The problem ->
Write out the records below from the first line through the line containing "trace --target tree", leaving out any pictures.

(Stored data)
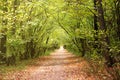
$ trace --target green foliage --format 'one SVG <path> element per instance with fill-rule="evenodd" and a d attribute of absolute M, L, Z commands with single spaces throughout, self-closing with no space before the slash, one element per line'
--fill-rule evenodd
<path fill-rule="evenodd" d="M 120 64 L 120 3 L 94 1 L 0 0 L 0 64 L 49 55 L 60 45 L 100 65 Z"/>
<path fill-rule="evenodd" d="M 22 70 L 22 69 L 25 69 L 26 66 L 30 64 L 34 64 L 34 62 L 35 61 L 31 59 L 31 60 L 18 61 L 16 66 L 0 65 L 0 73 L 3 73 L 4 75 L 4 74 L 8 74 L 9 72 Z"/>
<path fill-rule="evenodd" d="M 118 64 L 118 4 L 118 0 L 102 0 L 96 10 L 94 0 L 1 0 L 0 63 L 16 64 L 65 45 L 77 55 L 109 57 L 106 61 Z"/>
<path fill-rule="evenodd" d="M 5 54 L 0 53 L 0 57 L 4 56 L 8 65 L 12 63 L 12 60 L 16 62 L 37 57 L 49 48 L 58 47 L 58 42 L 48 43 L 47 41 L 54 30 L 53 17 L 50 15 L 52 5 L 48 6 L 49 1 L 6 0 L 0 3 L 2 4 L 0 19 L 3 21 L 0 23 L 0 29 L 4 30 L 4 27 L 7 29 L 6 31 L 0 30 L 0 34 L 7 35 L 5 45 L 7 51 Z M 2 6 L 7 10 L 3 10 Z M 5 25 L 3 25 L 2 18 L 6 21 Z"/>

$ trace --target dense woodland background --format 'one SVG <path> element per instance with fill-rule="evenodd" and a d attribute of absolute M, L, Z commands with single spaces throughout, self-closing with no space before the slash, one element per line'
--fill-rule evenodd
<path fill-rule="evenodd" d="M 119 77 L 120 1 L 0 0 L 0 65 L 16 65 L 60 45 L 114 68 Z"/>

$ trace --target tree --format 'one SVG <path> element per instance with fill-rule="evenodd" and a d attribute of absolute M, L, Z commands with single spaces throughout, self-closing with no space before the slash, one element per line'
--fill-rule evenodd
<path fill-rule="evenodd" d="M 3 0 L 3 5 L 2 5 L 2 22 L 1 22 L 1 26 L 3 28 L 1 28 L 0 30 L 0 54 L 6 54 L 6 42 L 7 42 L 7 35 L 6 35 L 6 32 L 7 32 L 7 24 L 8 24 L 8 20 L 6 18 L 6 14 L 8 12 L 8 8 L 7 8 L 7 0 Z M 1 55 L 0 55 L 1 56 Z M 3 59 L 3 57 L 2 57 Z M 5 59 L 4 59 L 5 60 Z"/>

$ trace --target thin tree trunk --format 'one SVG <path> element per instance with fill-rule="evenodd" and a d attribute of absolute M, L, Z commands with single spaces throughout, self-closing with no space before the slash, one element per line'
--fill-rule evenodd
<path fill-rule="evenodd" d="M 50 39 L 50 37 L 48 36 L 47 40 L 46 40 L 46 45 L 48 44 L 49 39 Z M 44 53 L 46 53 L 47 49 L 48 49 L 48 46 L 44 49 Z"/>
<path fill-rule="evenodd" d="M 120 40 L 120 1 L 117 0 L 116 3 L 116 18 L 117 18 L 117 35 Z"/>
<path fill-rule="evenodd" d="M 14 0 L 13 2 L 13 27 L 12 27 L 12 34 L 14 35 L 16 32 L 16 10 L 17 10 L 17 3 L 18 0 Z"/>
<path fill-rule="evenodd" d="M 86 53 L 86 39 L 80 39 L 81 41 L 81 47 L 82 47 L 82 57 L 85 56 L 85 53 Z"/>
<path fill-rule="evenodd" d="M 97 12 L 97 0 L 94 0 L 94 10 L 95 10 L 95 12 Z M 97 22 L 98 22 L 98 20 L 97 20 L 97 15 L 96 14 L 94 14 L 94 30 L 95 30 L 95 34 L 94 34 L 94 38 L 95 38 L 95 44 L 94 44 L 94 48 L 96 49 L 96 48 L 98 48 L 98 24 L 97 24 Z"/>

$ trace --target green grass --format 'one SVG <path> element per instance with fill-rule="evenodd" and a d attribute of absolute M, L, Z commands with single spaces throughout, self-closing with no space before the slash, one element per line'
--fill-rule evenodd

Answer section ->
$ trace --target green foliage --format 'one SVG <path> element per instance with fill-rule="evenodd" and a d attribute of absolute M, L, Z commands with single spaces throughout, self-closing with no space before the slash, one element per line'
--fill-rule evenodd
<path fill-rule="evenodd" d="M 120 64 L 120 3 L 94 1 L 0 0 L 0 64 L 49 55 L 60 45 L 100 65 Z"/>
<path fill-rule="evenodd" d="M 22 70 L 22 69 L 25 69 L 26 66 L 30 64 L 34 64 L 34 62 L 35 61 L 31 59 L 31 60 L 18 61 L 16 66 L 0 65 L 0 73 L 3 73 L 4 75 L 4 74 L 8 74 L 9 72 Z"/>
<path fill-rule="evenodd" d="M 118 64 L 118 4 L 118 0 L 102 0 L 96 10 L 94 0 L 1 0 L 0 63 L 16 64 L 65 45 L 77 55 L 109 57 L 106 61 Z"/>
<path fill-rule="evenodd" d="M 5 54 L 0 53 L 0 57 L 4 56 L 8 65 L 12 63 L 12 60 L 16 62 L 37 57 L 49 48 L 58 47 L 58 42 L 48 43 L 47 41 L 54 30 L 53 17 L 50 15 L 52 5 L 48 6 L 49 1 L 6 0 L 0 3 L 2 4 L 0 19 L 3 21 L 0 23 L 0 29 L 4 30 L 4 27 L 7 29 L 6 31 L 0 30 L 0 34 L 7 35 L 5 45 L 7 51 Z M 2 6 L 7 10 L 3 10 Z M 5 25 L 3 25 L 2 18 L 6 21 Z"/>

$ trace --target dense woodland background --format 'one SVG <path> element per instance with fill-rule="evenodd" and a d attribute of absolute M, L, Z commands with single spaces throughout, self-closing with no space before the slash, one element per line'
--fill-rule evenodd
<path fill-rule="evenodd" d="M 119 77 L 120 1 L 0 0 L 0 65 L 16 65 L 60 45 L 114 68 Z"/>

$ trace --target tree --format 'one SVG <path> element per instance with fill-rule="evenodd" and a d attribute of absolute M, L, Z commands with single spaces throughout, self-closing with no space before the slash, one element per line'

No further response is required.